-- Start of Provided records --

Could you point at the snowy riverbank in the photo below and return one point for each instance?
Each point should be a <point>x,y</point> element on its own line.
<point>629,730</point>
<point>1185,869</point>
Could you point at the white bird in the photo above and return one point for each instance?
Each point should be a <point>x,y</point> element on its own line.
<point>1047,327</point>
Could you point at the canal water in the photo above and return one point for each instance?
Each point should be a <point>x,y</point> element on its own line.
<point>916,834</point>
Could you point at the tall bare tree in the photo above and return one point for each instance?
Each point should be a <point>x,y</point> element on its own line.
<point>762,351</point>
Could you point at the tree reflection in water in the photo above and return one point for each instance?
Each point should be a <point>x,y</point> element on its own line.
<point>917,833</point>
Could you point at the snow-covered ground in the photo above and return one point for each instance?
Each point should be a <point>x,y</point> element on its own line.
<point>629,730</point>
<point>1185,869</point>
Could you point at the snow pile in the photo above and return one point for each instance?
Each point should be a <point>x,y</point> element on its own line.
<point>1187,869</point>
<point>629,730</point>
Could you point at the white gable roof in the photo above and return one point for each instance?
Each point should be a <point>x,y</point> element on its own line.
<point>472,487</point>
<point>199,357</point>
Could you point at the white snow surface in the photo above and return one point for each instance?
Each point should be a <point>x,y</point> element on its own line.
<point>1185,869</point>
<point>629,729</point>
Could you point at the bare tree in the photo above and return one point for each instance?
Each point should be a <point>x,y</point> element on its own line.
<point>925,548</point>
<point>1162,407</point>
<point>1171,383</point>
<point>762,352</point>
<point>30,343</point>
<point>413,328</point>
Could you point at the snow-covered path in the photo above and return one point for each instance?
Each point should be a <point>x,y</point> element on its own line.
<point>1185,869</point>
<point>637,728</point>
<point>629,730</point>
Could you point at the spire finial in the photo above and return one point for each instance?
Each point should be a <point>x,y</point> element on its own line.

-- End of Provided records --

▶ _Task to carry out_: Repeat every entry exactly as written above.

▶ _The response_:
Could you point at the snowy riverbank in the photo below and return one point for each instance?
Each point should be a <point>x,y</point> element on its own line.
<point>629,730</point>
<point>1185,869</point>
Could you point at the white bird in the photo above and return one point for each instance?
Each point should be a <point>x,y</point> element on its own line.
<point>1047,327</point>
Could you point at the canal water in the photo above and return one point for each instance?
Each point should be a <point>x,y</point> element on its own line.
<point>916,834</point>
Could you point at the tall bare tree in the photo above and return one point for each instance?
Each point should be a <point>x,y</point> element on its own line.
<point>762,351</point>
Could you point at the tree reflection in water in the photo above and return one point for each instance?
Each point should be a <point>x,y</point> element on its own line.
<point>917,833</point>
Could you point at the snow-covered ground in the photo above and return one point for each instance?
Each point should be a <point>x,y</point> element on its own line.
<point>629,730</point>
<point>1185,869</point>
Could you point at the snow pile in the photo above and return one point for each instance?
Each point should be a <point>x,y</point> element on its own line.
<point>1187,869</point>
<point>629,730</point>
Could you point at the white gable roof in the photo above and return one point for each instance?
Each point should be a <point>x,y</point> element on its own line.
<point>472,487</point>
<point>199,357</point>
Could you point at the white snow surface in the photo above and return one point for each instance?
Each point should be a <point>x,y</point> element on its own line.
<point>1185,869</point>
<point>629,729</point>
Could you point at the bare tree in the photo above and return one point for each instance?
Each point should be a <point>x,y</point> element on its own line.
<point>925,548</point>
<point>1162,407</point>
<point>1171,383</point>
<point>762,352</point>
<point>30,343</point>
<point>413,328</point>
Could you point at the snow-covered path in the photo above and return one point for each instance?
Each point should be a <point>x,y</point> element on its own line.
<point>1185,869</point>
<point>637,728</point>
<point>629,730</point>
Could you point at the spire finial in the photo above and return one point for each instance?
Each point should be a <point>x,y</point> element on its own line.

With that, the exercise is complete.